• **THE EXERCISE**: Extract every line from the rows below that contains the word "railing", and list those lines in their original order.

— Start of DATA LINES —

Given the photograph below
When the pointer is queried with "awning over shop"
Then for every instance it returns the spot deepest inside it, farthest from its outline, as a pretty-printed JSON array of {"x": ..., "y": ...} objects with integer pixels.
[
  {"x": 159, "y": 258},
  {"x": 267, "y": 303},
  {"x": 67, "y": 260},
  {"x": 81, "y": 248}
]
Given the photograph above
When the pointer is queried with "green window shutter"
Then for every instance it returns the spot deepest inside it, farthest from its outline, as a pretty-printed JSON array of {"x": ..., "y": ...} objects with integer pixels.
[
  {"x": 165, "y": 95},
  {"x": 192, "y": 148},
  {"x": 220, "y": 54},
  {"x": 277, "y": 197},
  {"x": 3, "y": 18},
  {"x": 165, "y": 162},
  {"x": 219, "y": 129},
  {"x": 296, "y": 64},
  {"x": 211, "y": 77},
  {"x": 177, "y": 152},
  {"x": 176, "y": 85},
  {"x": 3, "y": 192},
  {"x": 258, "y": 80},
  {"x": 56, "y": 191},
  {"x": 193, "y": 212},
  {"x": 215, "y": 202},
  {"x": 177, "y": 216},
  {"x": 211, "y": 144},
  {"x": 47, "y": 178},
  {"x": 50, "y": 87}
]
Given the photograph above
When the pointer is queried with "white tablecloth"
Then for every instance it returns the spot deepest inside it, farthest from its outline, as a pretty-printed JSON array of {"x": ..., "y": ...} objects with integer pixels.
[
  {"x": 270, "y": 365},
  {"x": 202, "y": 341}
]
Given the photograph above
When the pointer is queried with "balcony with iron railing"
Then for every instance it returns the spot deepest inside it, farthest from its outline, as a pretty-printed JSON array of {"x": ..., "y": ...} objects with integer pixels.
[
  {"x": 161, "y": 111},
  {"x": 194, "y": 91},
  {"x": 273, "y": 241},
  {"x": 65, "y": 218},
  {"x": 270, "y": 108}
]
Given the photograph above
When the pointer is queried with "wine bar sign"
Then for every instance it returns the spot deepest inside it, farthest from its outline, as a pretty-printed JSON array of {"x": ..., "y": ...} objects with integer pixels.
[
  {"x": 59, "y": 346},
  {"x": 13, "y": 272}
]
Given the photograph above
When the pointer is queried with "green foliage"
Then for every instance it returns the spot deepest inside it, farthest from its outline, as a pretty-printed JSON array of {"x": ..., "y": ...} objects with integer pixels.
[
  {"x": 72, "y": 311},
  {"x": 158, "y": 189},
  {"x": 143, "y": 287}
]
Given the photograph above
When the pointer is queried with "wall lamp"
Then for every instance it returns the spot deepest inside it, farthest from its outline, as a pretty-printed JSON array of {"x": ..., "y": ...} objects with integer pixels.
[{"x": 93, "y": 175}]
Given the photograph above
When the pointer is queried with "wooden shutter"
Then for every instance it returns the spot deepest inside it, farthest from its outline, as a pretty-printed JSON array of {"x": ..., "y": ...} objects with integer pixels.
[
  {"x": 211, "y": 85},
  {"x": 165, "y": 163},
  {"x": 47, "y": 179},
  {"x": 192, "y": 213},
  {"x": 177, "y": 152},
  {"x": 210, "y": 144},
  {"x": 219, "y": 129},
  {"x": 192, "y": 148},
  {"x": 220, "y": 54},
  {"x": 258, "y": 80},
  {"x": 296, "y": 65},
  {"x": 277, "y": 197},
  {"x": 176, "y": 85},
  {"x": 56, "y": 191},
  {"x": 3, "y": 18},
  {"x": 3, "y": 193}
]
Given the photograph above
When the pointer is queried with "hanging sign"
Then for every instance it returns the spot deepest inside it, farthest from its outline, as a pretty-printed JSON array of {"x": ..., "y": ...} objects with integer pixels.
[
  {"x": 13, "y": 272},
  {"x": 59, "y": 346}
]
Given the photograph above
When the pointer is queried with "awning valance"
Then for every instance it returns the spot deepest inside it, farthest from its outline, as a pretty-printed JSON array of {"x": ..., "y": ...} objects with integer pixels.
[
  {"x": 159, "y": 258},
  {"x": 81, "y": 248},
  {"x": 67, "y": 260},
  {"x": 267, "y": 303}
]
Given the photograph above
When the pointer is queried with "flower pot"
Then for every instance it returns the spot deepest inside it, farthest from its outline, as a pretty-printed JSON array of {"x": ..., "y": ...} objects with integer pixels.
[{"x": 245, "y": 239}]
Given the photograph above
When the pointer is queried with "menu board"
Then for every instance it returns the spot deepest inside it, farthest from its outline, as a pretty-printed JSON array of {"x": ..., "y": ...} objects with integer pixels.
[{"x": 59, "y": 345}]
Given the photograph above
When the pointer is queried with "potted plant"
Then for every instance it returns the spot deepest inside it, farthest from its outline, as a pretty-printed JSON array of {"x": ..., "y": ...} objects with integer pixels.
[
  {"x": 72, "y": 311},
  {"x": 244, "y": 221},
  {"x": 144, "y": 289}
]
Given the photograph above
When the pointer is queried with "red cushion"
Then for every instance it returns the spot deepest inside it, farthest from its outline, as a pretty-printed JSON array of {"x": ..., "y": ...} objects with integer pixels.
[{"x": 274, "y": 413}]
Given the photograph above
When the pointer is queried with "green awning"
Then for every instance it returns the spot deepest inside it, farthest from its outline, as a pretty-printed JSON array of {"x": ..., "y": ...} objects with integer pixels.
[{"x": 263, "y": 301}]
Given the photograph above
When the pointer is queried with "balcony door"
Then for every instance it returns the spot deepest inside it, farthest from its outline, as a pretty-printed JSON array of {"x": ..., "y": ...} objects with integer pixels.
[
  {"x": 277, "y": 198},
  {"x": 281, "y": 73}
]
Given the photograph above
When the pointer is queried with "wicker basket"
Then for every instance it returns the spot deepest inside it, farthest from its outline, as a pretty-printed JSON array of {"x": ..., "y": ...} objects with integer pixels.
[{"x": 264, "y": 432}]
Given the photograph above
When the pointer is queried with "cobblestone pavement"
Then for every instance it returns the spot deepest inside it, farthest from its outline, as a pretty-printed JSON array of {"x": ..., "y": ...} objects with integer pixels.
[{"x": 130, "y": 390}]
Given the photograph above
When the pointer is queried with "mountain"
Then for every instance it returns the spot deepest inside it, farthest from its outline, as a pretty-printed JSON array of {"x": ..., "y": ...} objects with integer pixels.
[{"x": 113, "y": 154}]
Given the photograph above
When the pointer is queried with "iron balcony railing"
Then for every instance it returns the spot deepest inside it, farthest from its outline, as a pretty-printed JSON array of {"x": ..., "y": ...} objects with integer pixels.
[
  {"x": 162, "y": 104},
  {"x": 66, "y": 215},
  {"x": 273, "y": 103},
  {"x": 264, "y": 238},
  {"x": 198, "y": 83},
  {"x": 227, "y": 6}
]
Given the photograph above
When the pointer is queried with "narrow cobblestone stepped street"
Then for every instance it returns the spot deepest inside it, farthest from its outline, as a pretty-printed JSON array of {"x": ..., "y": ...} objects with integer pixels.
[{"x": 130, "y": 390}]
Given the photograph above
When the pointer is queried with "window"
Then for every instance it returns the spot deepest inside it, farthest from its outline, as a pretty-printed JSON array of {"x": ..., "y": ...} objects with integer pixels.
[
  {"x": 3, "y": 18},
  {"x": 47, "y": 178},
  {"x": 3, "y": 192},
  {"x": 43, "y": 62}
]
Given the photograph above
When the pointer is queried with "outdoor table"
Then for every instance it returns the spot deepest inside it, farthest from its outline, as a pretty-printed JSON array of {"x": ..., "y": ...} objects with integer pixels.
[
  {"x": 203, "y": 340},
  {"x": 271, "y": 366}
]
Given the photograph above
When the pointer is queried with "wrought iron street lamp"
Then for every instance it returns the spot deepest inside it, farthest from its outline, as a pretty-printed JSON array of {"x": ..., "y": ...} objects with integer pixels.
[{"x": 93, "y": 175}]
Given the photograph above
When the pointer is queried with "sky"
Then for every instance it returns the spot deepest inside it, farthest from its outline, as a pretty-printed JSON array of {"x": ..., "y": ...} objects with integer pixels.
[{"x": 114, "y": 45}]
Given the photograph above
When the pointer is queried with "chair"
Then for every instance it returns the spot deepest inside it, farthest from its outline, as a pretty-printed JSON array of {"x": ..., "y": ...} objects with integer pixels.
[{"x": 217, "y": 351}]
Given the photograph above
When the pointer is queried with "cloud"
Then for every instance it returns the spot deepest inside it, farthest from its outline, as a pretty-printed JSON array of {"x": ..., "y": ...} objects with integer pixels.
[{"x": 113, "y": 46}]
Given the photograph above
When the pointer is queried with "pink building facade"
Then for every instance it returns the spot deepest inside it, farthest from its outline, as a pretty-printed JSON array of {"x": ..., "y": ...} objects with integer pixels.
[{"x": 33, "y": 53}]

— End of DATA LINES —

• **SOLUTION TO THE PROBLEM**:
When the pointer is queried with "balcony with iron railing"
When the pointer is queried with "iron balcony railing"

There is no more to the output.